(Excerpted data)

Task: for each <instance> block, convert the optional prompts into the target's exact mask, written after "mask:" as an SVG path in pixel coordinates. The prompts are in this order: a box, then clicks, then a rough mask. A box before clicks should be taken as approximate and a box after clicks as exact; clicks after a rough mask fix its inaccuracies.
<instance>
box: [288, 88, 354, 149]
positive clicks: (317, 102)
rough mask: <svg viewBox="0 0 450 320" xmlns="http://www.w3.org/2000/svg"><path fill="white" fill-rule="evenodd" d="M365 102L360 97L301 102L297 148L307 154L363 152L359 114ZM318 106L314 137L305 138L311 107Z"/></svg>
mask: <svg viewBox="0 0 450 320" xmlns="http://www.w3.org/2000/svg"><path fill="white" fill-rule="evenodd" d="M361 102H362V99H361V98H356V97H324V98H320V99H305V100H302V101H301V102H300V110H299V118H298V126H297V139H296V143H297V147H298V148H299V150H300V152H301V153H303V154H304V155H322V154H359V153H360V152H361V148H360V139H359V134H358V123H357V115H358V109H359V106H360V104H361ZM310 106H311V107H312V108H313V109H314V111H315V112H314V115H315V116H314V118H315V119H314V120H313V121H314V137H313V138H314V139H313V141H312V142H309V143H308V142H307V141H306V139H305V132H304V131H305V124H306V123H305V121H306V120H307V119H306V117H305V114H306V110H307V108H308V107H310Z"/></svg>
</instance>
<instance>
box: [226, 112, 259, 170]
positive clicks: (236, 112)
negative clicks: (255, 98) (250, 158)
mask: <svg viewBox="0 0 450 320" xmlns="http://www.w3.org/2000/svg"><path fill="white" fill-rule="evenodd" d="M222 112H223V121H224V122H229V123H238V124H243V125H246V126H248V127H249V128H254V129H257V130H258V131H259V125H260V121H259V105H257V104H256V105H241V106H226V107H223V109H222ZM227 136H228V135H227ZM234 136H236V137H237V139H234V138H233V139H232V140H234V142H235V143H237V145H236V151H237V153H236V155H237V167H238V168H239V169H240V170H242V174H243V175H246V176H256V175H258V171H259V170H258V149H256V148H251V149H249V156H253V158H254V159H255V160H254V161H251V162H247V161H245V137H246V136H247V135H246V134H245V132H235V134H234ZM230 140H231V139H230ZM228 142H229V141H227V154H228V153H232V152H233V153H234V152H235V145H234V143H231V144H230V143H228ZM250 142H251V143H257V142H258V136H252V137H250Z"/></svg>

(End Excerpted data)

Your objective
For this task, print the records again exactly as they appear.

Task response
Task: for each <instance> block, convert the optional prompts into the target's exact mask, written after "mask:" as an SVG path in pixel coordinates. The prompts are in this order: a box, then clicks, then a rough mask. A box before clicks should be taken as approximate and a box after clicks as exact; clicks after a rough mask fix its inaccuracies.
<instance>
box: [288, 88, 354, 149]
positive clicks: (317, 102)
rough mask: <svg viewBox="0 0 450 320" xmlns="http://www.w3.org/2000/svg"><path fill="white" fill-rule="evenodd" d="M365 102L360 97L301 102L297 148L307 154L363 152L359 114ZM318 106L314 137L305 138L311 107Z"/></svg>
mask: <svg viewBox="0 0 450 320" xmlns="http://www.w3.org/2000/svg"><path fill="white" fill-rule="evenodd" d="M361 102H362V99H361V98H356V97H324V98H320V99H305V100H302V101H301V102H300V110H299V118H298V126H297V139H296V143H297V147H298V148H299V150H300V152H301V153H303V154H304V155H322V154H359V153H360V152H361V148H360V139H359V134H358V123H357V115H358V109H359V106H360V104H361ZM310 106H311V107H312V108H313V109H314V111H315V112H314V115H315V116H314V118H315V119H314V120H313V121H314V137H313V138H314V139H313V141H312V142H309V143H308V142H307V141H306V139H305V132H304V131H305V124H306V123H305V121H306V120H307V119H306V117H305V114H306V110H307V108H308V107H310Z"/></svg>
</instance>
<instance>
box: [226, 112, 259, 170]
positive clicks: (236, 112)
negative clicks: (255, 98) (250, 158)
mask: <svg viewBox="0 0 450 320" xmlns="http://www.w3.org/2000/svg"><path fill="white" fill-rule="evenodd" d="M222 112H223V121H224V122H229V123H238V124H243V125H246V126H248V127H249V128H254V129H257V130H258V131H259V125H260V121H259V105H257V104H256V105H241V106H226V107H223V109H222ZM227 136H228V135H227ZM234 136H236V137H237V139H234V138H233V139H232V140H234V142H235V143H237V145H236V151H237V153H236V155H237V167H238V168H239V169H240V170H242V174H243V175H246V176H256V175H258V171H259V170H258V149H256V148H251V149H249V156H253V158H254V159H255V160H254V161H251V162H247V161H245V137H246V136H247V135H246V134H245V132H235V134H234ZM230 140H231V139H230ZM228 142H229V141H227V154H228V153H232V152H233V153H234V152H235V145H234V143H231V144H230V143H228ZM250 142H251V143H257V142H258V136H252V137H250Z"/></svg>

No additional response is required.